Exercise goal: Starting with the line that contains "formatted like [846,494]." and continuing through the last line, write the lines as a JSON list of strings with one string per line, leaving out blank lines.

Stored rows:

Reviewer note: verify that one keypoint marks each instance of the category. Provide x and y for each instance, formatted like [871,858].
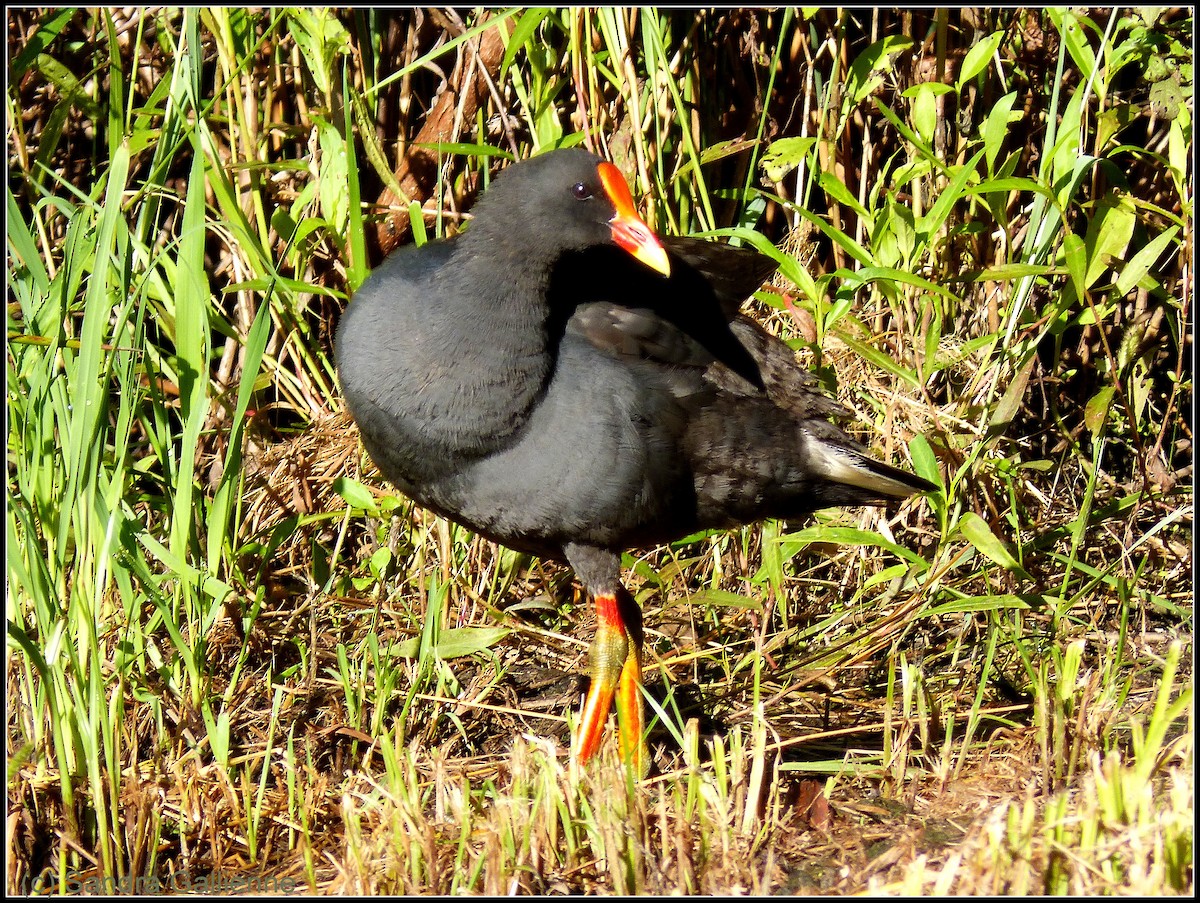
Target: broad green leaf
[1139,265]
[355,494]
[978,58]
[1108,235]
[1096,411]
[785,155]
[455,643]
[977,532]
[724,598]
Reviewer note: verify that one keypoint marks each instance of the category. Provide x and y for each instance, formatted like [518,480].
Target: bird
[561,380]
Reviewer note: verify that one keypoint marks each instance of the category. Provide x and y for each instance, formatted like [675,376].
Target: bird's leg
[615,657]
[629,689]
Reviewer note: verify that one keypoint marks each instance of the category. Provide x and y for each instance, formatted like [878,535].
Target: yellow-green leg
[616,659]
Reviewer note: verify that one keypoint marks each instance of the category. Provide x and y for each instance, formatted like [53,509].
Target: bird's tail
[863,478]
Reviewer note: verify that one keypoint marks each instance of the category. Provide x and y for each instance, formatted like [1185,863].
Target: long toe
[609,653]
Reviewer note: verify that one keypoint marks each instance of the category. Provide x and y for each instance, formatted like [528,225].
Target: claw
[616,658]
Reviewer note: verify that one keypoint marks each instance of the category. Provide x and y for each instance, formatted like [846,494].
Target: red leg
[616,671]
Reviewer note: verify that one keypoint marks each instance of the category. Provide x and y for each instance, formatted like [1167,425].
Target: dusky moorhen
[561,381]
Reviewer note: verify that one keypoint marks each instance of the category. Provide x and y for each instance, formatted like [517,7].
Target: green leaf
[724,598]
[1075,256]
[846,536]
[1139,265]
[977,532]
[355,494]
[521,34]
[978,58]
[454,643]
[1108,235]
[785,155]
[1096,411]
[995,129]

Task output:
[
  "Reviewer note: verify that one keypoint marks each instance of the category. Provide x and y for each instance, formatted like [846,494].",
  "Target: red leg",
  "[616,671]",
  "Reviewer note: verify that one keypoint marks each instance of the category. Provide x and y for each instance, formatted like [1167,425].",
  "Target: dusky moorhen",
  "[561,381]",
  "Reviewer note: verify that one keypoint marks each instance of the category. Provide x and y for each instance, formatted like [517,7].",
  "Target: green leaf",
  "[724,598]",
  "[1075,256]",
  "[846,536]",
  "[1139,265]",
  "[977,532]",
  "[355,494]",
  "[521,34]",
  "[978,58]",
  "[454,643]",
  "[1108,235]",
  "[785,155]",
  "[1096,411]",
  "[995,129]"
]